§ WORK TASK
Scan the entries below for "instance" and copy each line that holds it.

[Photo-based referring expression data]
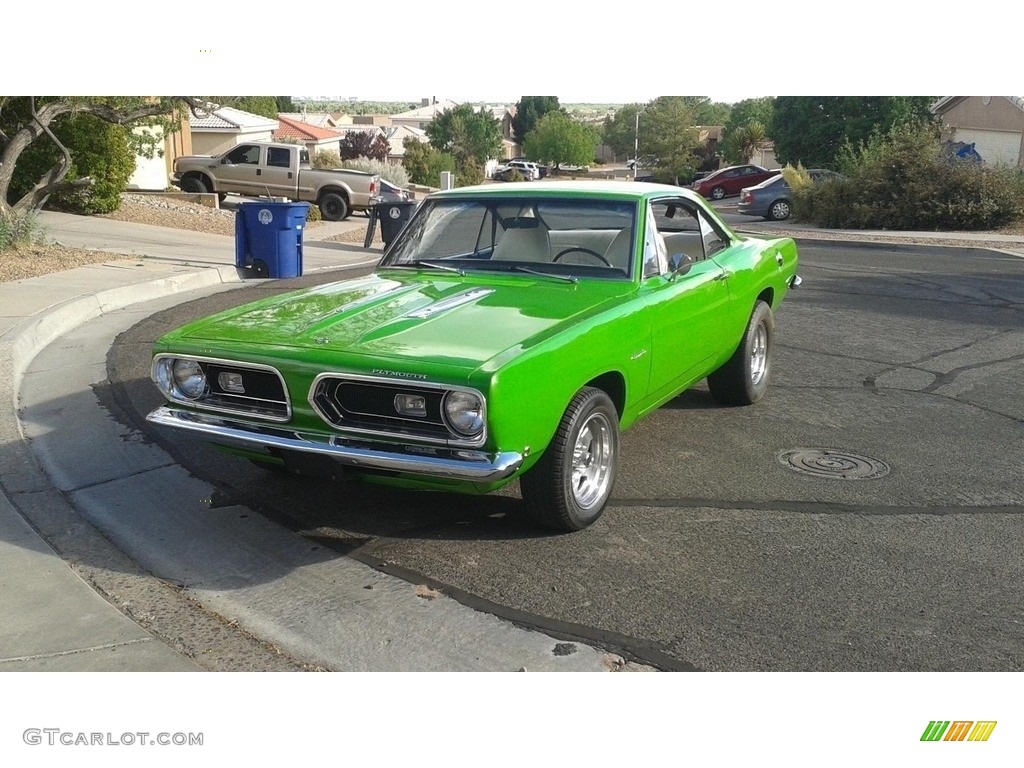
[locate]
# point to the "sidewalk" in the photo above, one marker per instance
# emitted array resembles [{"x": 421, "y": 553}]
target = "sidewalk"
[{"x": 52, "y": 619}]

* * *

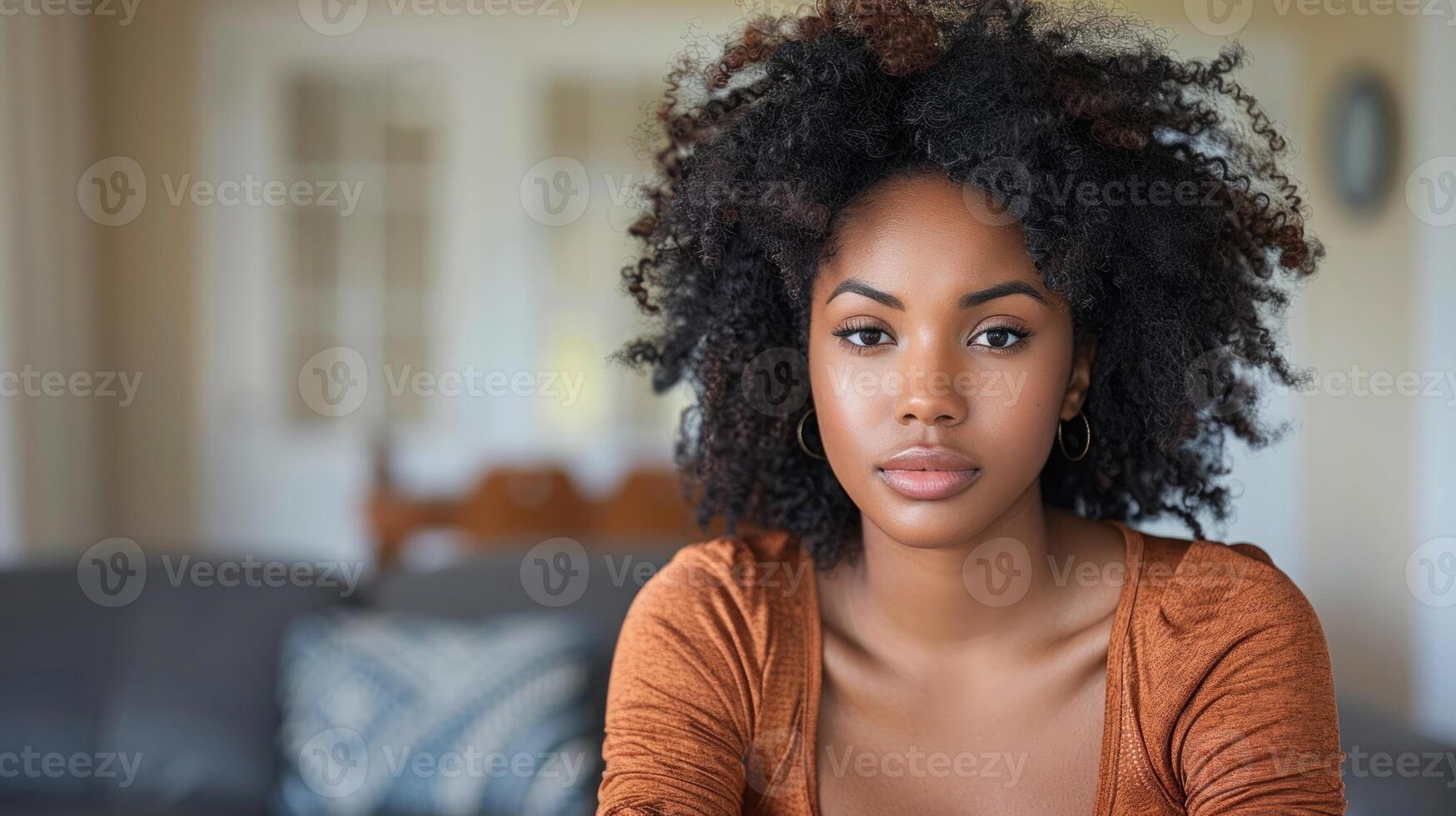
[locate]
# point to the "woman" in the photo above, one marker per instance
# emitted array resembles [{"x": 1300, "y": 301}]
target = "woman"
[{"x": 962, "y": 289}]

§ ANSWER
# point to the "sidewalk" in the photo above, one marker per instance
# point to the "woman" in the photo above, one marker per instance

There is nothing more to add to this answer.